**AIM**
Quote each question the interviewer asks in the interview with Maggid Mjengwa.

**EXCERPT**
Today, we are introducing you to Maggid Mjengwa. Daniel is one of the leading photobloggers from Tanzania who has been trying to combine blogging, photography and political activism. Apart from being a very active blogger, Maggid is also a well-known columnist for a Swahili weekly in Tanzania, RAI. He shares his time with us to talk about his love for writing and how he got involved with electronic media.
You are best known as one of the RAI newspaper columnist. Can you talk a little bit about how you started to write?
I started writing since I was a student at Tambaza Secondary School. It is way back in the early 80’s. To be exactly, I wrote my first newspaper article when I was in Form Three. The then CCM Youth General Secretary, Seif Khatib visited our school and talked about atrocities being committed by the then Mozambican rebel group, MNR (now known as RENAMO). I left the meeting area with a strong feeling that “ I must write to express my feeling and other friends feeling at that time. I wrote; “ Youth Ready To Fight MNR”. The article was published by the Daily News.
Briefly, I meant that we (youth) were ready to put down our pens and take up arms to fight MNR alongside Mozambican government troops. I do also remember, that during my time at Tambaza Secondary School I took initiative to start a school newsletter. Using a pen and a piece of paper I wrote newsletter and pinned at the school notice board. Seeing many students including teachers reading what I wrote did actually encourage me to continue writing. I hope you Nambiza was one of my readers. You and I went at the same school during the same period I now describe.
What impact does your writing – especially in print media – have on the public?
I no longer write for RAI as a columnist, I have decided to step aside to give chance to other emerging young writers. I will remain a reader and a freelance writer. I have a feeling that my writing has impact on the public. I have noticed a number of my ideas being implemented even by authorities concerned. For instance, some weeks ago, Education Minister announced government plans to introduce sports, like football as a subject in some of our secondary schools, a sort of football schools. On top of that, the government plan to start diploma Course for Sports in one of our Teaching College. It is the theme I wrote about in the past. Surely, Government might come up with the idea from within, but I believe, authorities read what we write, and we definitely, influence to some of their decisions.
What do you think can be done to empower the people whose problems you so much talk about?

**DATASET SECTION**
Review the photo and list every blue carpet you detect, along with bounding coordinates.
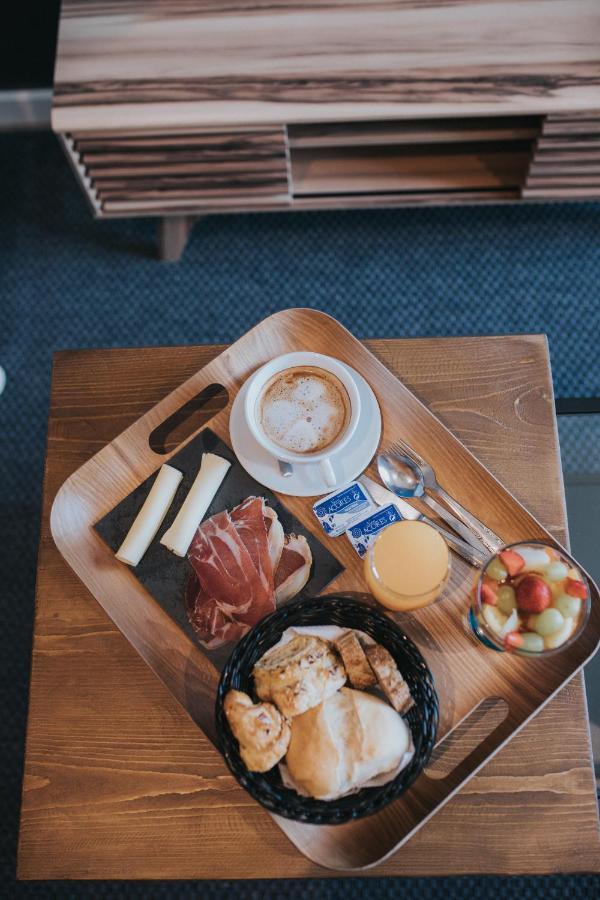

**OUTPUT OF THE EXERCISE**
- "Can you talk a little bit about how you started to write?"
- "What impact does your writing – especially in print media – have on the public?"
- "What do you think can be done to empower the people whose problems you so much talk about?"